Passage provided>
====================
# Beware of the Explorers Package sales pitch



## Kikster1961 (Feb 23, 2010)

:annoyed: I am a newbie to the SVO program and have yet to use my first week.  Just a few weeks ago I spent some Starwood Points for two nights at a Westin Miision Hills Hotel near my soon to open Desert Willow resort. While at the Westin Mission Hills I was suckered into a sales pitch to buy another week, on the pretext that they were going to explain the ins and outs of the SVN program in which I had already purchased, but was still unclear about how to use. Anyhow I foolishly bought 4 extra nights back at the Westin Mission Hills Hotel, plus a "lock in" price for 90 days to buy another week at the Desert Willows. In addition I was to get 50,000 bonus points.  All for a mere $1750 payable in installments with no interest for 14 months, with a $300 deposit immediately charged to our credit card.  This was offered at the end of the sales pitch by another sales agent after we had said "no," to the first for another week. "Oh yeah, call in during the week to reserve your nights back at the hotel with the Explorer program concierge..she'll set you up!, yada, yada, yada....quick contract was thrown in our face and the sales agent expounded on the "deal" we had, and wow, we can come back soon!!!"
We have plans to return for an event next month, so it sounded very attractive (and mind you I mentioned that), and then get 50,000 points sounded good to add to our points.  I should have realized the full balance needs to be paid completely before anything happens. And the 50,000 points are deposited only after a new sales presentation when you return to use the 4 nights.  Duhh.... I should have figured that out and read the very fine print on the back (I though there might be some contract law violations there...) Fortunately, there is a 10-day rescission period!


----------



## DeniseM (Feb 23, 2010)

Hi and welcome to TUG!  

*RESCIND!!!!!! *


----------



## SDKath (Feb 23, 2010)

So you were sold an Explorer's Package and you can RESCIND that package too?????  I didn't know that!  I personally would keep the EP and come back for my free nights.  I would sit through the presentation and then just keep saying over and over again, no matter how good it sounds, "no thanks".  Better yet, I would leave my purse, cc and any chance of paying for anything back in the room.  So I could look the sales rep in the eye and say "I don't have any money" and mean it!

Kath


----------



## jarta (Feb 23, 2010)

SDKath,   ...   The OP says he bought the Explorer package "a few weeks ago."  Even if there was a right to rescind that non-timeshare purchase, it was probably 3 days and that deadline is long past.
====================
From the forum thread about the Explorers Package, list everything the first poster says was included for the $1750.

Records provided>
====================
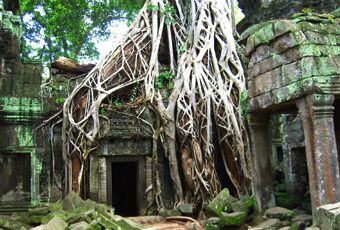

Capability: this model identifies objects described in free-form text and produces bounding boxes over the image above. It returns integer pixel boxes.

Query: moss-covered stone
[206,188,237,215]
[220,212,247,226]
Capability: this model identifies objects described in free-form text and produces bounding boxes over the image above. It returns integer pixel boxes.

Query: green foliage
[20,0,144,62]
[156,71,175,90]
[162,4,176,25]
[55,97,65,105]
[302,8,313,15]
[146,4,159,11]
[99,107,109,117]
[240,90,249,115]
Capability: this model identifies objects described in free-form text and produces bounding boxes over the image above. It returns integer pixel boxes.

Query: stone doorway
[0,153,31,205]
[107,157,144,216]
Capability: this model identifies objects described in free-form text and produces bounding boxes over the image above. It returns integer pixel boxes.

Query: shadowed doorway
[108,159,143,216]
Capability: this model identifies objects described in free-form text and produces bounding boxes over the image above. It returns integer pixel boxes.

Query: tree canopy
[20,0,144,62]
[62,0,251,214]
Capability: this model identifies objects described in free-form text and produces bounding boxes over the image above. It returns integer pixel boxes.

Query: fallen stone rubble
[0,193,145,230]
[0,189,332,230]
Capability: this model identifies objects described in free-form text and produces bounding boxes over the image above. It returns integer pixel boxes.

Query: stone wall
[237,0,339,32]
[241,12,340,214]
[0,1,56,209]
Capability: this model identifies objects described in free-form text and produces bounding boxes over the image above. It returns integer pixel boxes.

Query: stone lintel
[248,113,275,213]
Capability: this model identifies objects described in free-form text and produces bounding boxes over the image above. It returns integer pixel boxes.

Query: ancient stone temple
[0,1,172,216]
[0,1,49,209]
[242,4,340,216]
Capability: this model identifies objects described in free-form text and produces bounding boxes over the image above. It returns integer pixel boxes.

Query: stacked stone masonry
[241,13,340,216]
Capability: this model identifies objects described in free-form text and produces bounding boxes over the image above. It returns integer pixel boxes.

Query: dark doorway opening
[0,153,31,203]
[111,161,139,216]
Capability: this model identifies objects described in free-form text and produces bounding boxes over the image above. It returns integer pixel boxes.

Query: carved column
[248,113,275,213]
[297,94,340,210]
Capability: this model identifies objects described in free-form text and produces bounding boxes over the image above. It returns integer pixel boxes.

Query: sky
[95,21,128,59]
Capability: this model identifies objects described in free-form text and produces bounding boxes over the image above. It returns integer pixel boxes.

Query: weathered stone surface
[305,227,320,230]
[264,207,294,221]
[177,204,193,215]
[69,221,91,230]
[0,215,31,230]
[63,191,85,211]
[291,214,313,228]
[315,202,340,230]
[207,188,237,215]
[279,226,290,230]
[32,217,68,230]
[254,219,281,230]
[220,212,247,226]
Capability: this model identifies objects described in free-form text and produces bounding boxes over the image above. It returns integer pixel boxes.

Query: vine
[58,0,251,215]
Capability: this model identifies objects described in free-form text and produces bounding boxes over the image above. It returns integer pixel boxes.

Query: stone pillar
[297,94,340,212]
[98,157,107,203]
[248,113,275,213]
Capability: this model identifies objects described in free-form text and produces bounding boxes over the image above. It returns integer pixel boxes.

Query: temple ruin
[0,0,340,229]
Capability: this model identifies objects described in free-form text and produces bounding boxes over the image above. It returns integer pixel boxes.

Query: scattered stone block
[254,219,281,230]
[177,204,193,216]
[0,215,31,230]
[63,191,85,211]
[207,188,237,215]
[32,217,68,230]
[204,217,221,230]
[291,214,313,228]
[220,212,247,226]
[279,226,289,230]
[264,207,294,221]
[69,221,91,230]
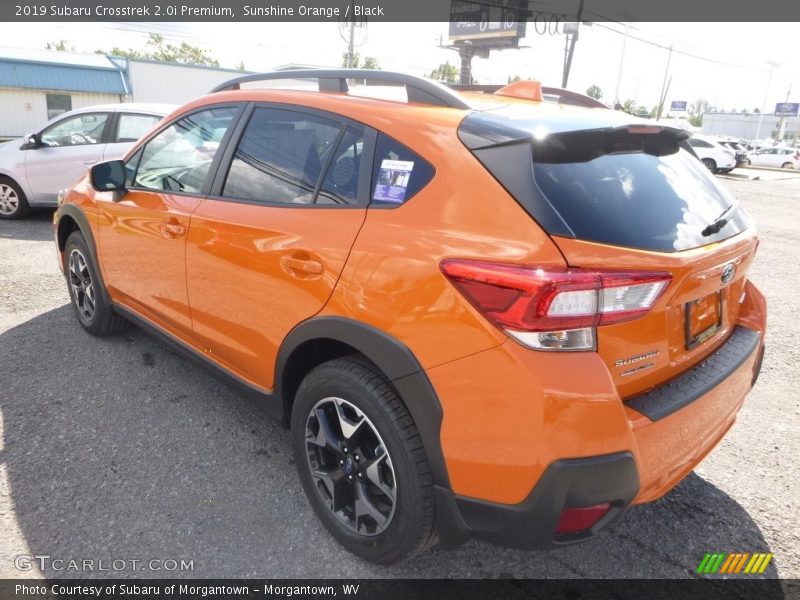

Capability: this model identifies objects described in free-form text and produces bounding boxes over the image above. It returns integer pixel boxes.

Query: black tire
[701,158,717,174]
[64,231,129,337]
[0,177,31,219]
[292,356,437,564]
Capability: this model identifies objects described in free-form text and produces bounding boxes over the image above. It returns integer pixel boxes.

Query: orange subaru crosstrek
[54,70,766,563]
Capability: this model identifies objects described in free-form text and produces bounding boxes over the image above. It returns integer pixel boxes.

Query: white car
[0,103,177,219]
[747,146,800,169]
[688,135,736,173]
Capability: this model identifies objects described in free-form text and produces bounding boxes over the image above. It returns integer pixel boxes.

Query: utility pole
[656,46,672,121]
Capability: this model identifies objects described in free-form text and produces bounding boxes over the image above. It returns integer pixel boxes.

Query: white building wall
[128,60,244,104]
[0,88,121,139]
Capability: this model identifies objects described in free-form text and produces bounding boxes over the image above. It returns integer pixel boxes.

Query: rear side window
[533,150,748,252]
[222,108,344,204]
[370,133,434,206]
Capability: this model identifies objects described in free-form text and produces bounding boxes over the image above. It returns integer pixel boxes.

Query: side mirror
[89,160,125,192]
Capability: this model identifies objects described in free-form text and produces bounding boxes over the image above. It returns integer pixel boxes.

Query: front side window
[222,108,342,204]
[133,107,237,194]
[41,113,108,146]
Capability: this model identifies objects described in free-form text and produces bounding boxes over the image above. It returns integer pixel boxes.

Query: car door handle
====================
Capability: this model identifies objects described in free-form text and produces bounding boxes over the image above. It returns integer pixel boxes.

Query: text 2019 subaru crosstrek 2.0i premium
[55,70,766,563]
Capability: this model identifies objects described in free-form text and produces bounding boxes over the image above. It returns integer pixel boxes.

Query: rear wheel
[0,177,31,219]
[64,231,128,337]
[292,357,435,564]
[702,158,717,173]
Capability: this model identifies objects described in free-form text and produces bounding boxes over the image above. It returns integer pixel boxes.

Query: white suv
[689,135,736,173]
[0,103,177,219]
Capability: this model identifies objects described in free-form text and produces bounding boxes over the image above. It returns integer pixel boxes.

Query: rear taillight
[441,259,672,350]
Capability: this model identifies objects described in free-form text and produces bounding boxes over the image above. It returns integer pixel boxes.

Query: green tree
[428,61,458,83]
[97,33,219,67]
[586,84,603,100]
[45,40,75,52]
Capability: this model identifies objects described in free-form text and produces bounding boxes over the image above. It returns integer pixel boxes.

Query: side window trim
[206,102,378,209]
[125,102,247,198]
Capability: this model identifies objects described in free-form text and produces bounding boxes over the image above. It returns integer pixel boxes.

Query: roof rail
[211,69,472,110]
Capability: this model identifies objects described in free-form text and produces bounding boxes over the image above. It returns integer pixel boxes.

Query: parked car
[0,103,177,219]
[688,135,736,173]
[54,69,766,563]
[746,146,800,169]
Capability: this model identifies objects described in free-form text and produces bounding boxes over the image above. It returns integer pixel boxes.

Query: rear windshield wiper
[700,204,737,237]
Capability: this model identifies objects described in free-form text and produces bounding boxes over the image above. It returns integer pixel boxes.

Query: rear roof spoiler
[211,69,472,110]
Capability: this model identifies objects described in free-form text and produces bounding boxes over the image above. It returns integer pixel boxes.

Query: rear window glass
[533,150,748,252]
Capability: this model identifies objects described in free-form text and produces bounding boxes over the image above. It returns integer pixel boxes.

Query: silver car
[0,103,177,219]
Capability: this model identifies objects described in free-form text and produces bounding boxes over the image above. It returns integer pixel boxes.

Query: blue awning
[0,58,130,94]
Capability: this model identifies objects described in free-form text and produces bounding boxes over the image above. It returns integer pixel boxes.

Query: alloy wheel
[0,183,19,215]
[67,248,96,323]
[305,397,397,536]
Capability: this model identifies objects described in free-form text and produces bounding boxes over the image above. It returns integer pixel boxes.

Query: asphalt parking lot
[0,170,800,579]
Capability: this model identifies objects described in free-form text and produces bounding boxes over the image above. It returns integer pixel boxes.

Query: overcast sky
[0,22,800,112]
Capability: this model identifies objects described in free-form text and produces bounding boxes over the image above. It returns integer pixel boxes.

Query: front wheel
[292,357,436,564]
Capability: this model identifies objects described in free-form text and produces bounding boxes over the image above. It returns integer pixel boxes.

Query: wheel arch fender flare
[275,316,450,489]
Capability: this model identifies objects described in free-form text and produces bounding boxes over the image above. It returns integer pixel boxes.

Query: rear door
====================
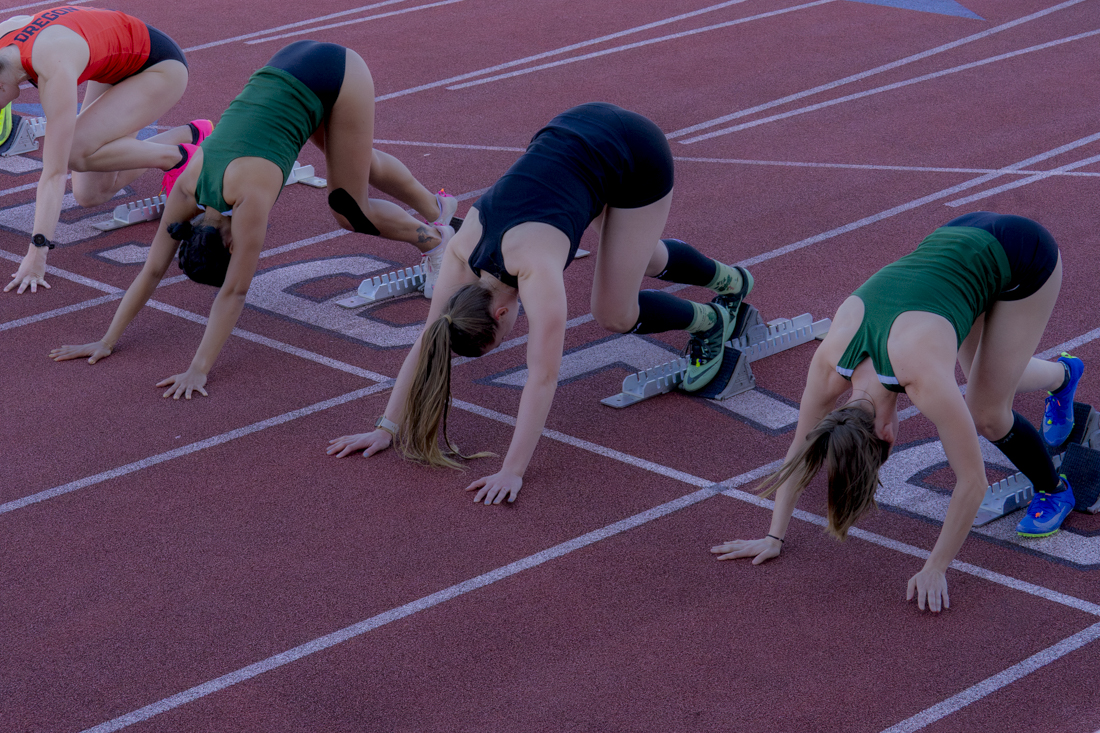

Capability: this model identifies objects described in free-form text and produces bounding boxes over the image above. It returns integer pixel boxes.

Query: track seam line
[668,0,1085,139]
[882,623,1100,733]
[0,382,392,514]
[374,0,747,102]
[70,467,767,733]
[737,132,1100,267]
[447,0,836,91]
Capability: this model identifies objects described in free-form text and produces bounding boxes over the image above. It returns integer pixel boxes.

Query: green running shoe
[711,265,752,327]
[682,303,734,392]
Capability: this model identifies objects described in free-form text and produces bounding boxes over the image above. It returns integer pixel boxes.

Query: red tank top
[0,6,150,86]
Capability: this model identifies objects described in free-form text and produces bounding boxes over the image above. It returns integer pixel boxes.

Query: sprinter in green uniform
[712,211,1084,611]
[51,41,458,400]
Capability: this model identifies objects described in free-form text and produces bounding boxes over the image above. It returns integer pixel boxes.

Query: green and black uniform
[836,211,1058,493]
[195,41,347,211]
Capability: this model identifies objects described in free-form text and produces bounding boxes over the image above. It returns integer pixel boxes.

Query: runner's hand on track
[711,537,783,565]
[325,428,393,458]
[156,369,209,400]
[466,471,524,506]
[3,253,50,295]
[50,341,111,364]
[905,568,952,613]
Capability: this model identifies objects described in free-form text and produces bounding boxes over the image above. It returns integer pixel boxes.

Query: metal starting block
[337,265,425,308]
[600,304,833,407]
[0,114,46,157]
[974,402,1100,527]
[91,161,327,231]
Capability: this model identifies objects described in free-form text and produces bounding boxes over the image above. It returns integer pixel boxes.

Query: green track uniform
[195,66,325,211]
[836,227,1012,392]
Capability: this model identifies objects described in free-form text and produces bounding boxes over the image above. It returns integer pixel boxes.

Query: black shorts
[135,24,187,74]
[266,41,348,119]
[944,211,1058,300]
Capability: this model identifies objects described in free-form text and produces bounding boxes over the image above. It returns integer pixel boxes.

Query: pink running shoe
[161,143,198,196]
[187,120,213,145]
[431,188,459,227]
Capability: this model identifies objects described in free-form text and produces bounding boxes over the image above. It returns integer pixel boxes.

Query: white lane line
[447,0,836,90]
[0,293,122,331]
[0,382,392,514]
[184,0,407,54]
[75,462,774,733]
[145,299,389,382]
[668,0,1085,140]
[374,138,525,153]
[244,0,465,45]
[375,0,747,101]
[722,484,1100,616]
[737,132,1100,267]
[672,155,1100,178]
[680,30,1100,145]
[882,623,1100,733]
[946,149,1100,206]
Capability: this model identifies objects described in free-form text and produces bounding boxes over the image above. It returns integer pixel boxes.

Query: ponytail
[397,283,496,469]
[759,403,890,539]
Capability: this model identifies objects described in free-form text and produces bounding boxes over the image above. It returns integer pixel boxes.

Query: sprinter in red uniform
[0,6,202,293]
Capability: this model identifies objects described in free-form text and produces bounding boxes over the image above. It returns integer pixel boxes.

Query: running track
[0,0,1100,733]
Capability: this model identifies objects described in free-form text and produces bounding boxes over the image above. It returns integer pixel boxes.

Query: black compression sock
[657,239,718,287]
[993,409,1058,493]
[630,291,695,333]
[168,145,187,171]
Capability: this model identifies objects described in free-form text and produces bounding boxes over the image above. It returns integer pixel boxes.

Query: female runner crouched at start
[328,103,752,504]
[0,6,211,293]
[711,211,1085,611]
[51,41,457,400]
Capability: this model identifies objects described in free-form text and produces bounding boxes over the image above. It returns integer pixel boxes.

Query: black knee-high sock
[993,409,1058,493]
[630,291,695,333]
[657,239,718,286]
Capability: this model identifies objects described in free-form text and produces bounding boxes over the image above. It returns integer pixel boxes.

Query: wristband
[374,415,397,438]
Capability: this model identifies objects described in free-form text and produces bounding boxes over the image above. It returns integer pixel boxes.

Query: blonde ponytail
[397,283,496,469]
====================
Task output>
- 4 extra nights back at the Westin Mission Hills Hotel
- A "lock in" price for 90 days to buy another week at the Desert Willows
- 50,000 bonus points